* Short exercise A *
Find every line in the entries below that contains the string "street", and copy each of those lines. Matching is case-sensitive.

* Source extract *
[Date Prev][Date Next][Thread Prev][Thread Next][Date Index][Thread Index]
Re: minor documentation suggestion for FS values and "whitespace" in gen
From: |
arnold |
Subject: |
Re: minor documentation suggestion for FS values and "whitespace" in general |
Date: |
Tue, 31 Mar 2020 04:19:54 -0600 |
User-agent: |
Heirloom mailx 12.5 7/5/10 |
Hi Ed.
I finally took a look at this. I don't see a need for major changes in the
doc. If you look at node "Fields" it says pretty clearly:
When @command{awk} reads an input record, the record is
automatically @dfn{parsed} or separated by the @command{awk}
utility into chunks called @dfn{fields}. By default, fields
are separated by @dfn{whitespace}, like words in a line.
Whitespace in @command{awk} means any string of one or more
spaces, TABs, or newlines; other characters that are considered
whitespace by other languages (such as formfeed, vertical tab,
etc.) are @emph{not} considered whitespace by @command{awk}.
The doc does not anywhere make a claim that the whitespace is related to the
regex character class [:space:] (which in fact, it is not), so I think this
was just your confusion.
Thanks,
Arnold
Ed Morton <address@hidden> wrote:
> I was just looking up which exact characters get included in the set of
> field separators when FS is " " (the default value) and got confused by
> this in the gawk documentation:
>
> Class Meaning
> [:blank:] Space and TAB characters
> [:space:] Space characters (these are: space, TAB, newline,
> carriage return, formfeed and vertical tab)
>
> FS == " "

* Short exercise B *
Copy everything in the awk whitespace message above, from "The doc does" down to "just your confusion.".

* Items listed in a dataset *
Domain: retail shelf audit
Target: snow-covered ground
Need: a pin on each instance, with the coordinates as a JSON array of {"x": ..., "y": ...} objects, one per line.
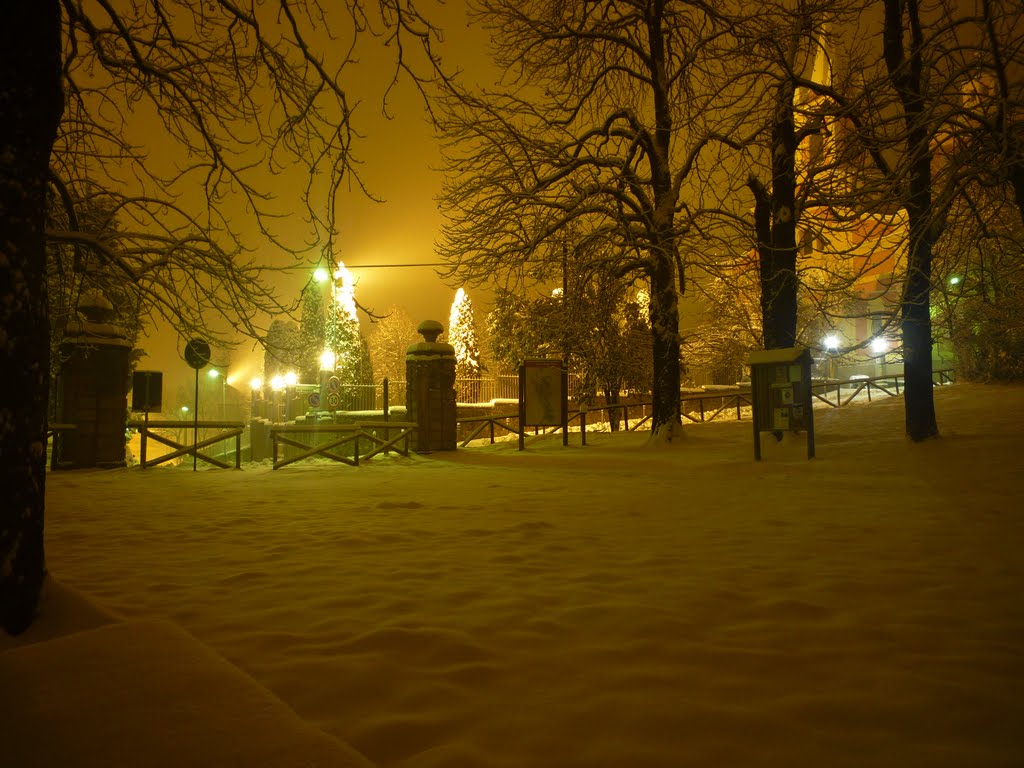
[{"x": 610, "y": 605}]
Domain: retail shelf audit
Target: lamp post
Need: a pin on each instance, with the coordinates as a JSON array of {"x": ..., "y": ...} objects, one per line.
[
  {"x": 217, "y": 374},
  {"x": 830, "y": 343}
]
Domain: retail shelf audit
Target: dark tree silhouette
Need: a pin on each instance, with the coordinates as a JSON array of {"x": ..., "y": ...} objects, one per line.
[{"x": 31, "y": 104}]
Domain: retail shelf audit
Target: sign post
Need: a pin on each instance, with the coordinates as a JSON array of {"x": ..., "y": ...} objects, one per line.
[{"x": 197, "y": 355}]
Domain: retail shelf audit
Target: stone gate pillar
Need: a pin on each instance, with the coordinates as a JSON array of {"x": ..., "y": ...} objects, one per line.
[
  {"x": 430, "y": 390},
  {"x": 93, "y": 389}
]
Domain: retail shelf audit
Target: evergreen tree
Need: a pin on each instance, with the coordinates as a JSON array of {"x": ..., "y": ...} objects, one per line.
[
  {"x": 392, "y": 336},
  {"x": 282, "y": 350},
  {"x": 462, "y": 335},
  {"x": 312, "y": 333}
]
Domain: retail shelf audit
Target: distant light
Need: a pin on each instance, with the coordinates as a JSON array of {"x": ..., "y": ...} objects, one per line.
[{"x": 328, "y": 360}]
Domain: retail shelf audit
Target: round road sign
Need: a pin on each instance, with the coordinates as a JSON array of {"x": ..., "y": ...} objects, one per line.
[{"x": 197, "y": 353}]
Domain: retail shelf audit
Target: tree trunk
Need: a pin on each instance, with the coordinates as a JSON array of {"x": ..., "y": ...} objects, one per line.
[
  {"x": 31, "y": 102},
  {"x": 775, "y": 225},
  {"x": 666, "y": 419},
  {"x": 906, "y": 74}
]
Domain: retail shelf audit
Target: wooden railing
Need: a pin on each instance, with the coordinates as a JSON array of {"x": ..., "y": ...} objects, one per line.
[
  {"x": 146, "y": 432},
  {"x": 725, "y": 401},
  {"x": 339, "y": 436}
]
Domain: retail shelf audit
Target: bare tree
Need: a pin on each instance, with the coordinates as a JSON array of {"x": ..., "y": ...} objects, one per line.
[
  {"x": 31, "y": 104},
  {"x": 595, "y": 135},
  {"x": 229, "y": 98},
  {"x": 392, "y": 335}
]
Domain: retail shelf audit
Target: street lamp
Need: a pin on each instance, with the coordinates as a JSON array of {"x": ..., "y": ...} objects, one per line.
[
  {"x": 830, "y": 343},
  {"x": 217, "y": 374}
]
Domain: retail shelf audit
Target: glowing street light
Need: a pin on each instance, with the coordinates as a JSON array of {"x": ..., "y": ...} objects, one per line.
[{"x": 328, "y": 360}]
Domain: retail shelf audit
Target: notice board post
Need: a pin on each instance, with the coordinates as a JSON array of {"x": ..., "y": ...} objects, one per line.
[
  {"x": 780, "y": 389},
  {"x": 544, "y": 387}
]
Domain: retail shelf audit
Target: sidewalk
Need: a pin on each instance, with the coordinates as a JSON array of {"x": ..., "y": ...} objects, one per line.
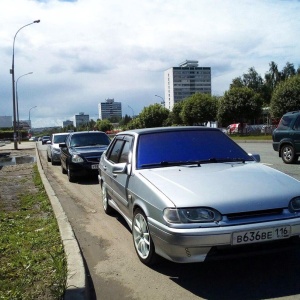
[{"x": 76, "y": 281}]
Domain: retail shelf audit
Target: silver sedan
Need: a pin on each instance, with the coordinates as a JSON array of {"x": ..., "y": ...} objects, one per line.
[{"x": 191, "y": 194}]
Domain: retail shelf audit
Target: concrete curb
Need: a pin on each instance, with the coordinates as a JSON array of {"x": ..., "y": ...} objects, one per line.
[{"x": 76, "y": 280}]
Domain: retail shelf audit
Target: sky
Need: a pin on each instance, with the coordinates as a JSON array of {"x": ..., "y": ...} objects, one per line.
[{"x": 86, "y": 51}]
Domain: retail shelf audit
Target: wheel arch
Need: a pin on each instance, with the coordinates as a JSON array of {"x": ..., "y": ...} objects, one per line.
[{"x": 283, "y": 143}]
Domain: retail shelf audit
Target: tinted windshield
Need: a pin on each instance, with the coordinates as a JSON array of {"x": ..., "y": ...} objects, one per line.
[
  {"x": 184, "y": 146},
  {"x": 89, "y": 139},
  {"x": 285, "y": 122},
  {"x": 59, "y": 138}
]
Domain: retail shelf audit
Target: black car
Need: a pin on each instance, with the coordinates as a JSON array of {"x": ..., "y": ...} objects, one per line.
[
  {"x": 45, "y": 139},
  {"x": 286, "y": 137},
  {"x": 80, "y": 154}
]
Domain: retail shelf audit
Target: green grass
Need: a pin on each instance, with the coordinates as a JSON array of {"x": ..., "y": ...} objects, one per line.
[{"x": 33, "y": 263}]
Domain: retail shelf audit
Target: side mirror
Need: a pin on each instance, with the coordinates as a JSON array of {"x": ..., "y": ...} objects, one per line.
[
  {"x": 62, "y": 145},
  {"x": 120, "y": 168},
  {"x": 255, "y": 156}
]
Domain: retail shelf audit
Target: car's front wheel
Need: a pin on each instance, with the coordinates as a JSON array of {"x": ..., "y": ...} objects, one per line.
[
  {"x": 107, "y": 208},
  {"x": 288, "y": 154},
  {"x": 142, "y": 240}
]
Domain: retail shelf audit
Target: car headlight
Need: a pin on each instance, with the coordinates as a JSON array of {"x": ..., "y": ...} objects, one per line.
[
  {"x": 55, "y": 150},
  {"x": 294, "y": 205},
  {"x": 191, "y": 215},
  {"x": 77, "y": 159}
]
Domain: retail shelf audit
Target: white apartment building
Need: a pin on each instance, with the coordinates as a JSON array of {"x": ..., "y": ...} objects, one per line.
[
  {"x": 81, "y": 119},
  {"x": 184, "y": 81},
  {"x": 109, "y": 109}
]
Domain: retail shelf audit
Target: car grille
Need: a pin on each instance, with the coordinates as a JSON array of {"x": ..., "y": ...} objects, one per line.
[
  {"x": 255, "y": 214},
  {"x": 93, "y": 159}
]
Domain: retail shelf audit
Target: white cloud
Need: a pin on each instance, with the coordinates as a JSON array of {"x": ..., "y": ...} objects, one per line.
[{"x": 83, "y": 52}]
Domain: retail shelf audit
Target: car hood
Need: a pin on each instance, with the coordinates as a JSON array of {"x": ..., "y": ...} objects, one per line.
[
  {"x": 227, "y": 187},
  {"x": 88, "y": 150}
]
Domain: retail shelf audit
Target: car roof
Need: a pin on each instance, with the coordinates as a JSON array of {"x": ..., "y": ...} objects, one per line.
[
  {"x": 86, "y": 132},
  {"x": 167, "y": 129}
]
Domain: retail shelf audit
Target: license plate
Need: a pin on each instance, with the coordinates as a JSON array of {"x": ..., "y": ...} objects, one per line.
[{"x": 262, "y": 235}]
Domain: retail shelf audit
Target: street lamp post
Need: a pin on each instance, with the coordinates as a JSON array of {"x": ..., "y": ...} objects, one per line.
[
  {"x": 12, "y": 72},
  {"x": 17, "y": 102},
  {"x": 29, "y": 114},
  {"x": 132, "y": 111},
  {"x": 163, "y": 100}
]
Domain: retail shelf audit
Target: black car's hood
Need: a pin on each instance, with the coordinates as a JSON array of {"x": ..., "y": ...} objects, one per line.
[{"x": 89, "y": 150}]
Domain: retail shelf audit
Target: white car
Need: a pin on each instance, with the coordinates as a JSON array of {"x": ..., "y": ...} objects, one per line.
[{"x": 53, "y": 150}]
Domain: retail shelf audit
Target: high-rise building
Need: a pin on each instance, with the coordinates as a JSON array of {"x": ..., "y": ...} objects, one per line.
[
  {"x": 81, "y": 119},
  {"x": 109, "y": 109},
  {"x": 184, "y": 81},
  {"x": 67, "y": 123}
]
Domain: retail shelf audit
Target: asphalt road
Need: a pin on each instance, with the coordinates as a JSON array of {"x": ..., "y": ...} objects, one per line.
[{"x": 116, "y": 273}]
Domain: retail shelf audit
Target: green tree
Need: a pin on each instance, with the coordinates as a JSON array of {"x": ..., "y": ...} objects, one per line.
[
  {"x": 288, "y": 71},
  {"x": 286, "y": 97},
  {"x": 251, "y": 80},
  {"x": 154, "y": 115},
  {"x": 198, "y": 109},
  {"x": 239, "y": 105}
]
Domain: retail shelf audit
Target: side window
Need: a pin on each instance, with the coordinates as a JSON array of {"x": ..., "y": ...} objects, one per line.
[
  {"x": 297, "y": 124},
  {"x": 116, "y": 151}
]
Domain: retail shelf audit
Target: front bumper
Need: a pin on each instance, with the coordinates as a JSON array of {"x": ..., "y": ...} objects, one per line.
[
  {"x": 201, "y": 244},
  {"x": 83, "y": 169}
]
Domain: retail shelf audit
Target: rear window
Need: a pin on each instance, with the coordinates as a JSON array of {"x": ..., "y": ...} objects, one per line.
[{"x": 285, "y": 122}]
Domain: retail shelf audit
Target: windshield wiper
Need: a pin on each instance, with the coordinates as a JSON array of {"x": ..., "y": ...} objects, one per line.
[{"x": 164, "y": 164}]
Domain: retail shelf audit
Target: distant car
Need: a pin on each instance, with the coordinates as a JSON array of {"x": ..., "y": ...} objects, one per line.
[
  {"x": 286, "y": 137},
  {"x": 45, "y": 139},
  {"x": 53, "y": 150},
  {"x": 191, "y": 194},
  {"x": 80, "y": 153}
]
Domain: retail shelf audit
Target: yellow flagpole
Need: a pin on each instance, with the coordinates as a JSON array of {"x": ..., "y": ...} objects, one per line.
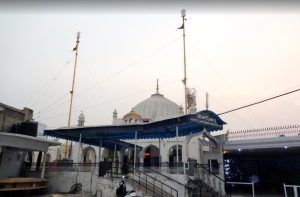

* Correct answer A *
Target: street lamp
Target: glowing street light
Target: street lamp post

* Correct answer B *
The doc does not anywhere make a claim that the whitespace is related to the
regex character class [:space:] (which in fact, it is not), so I think this
was just your confusion.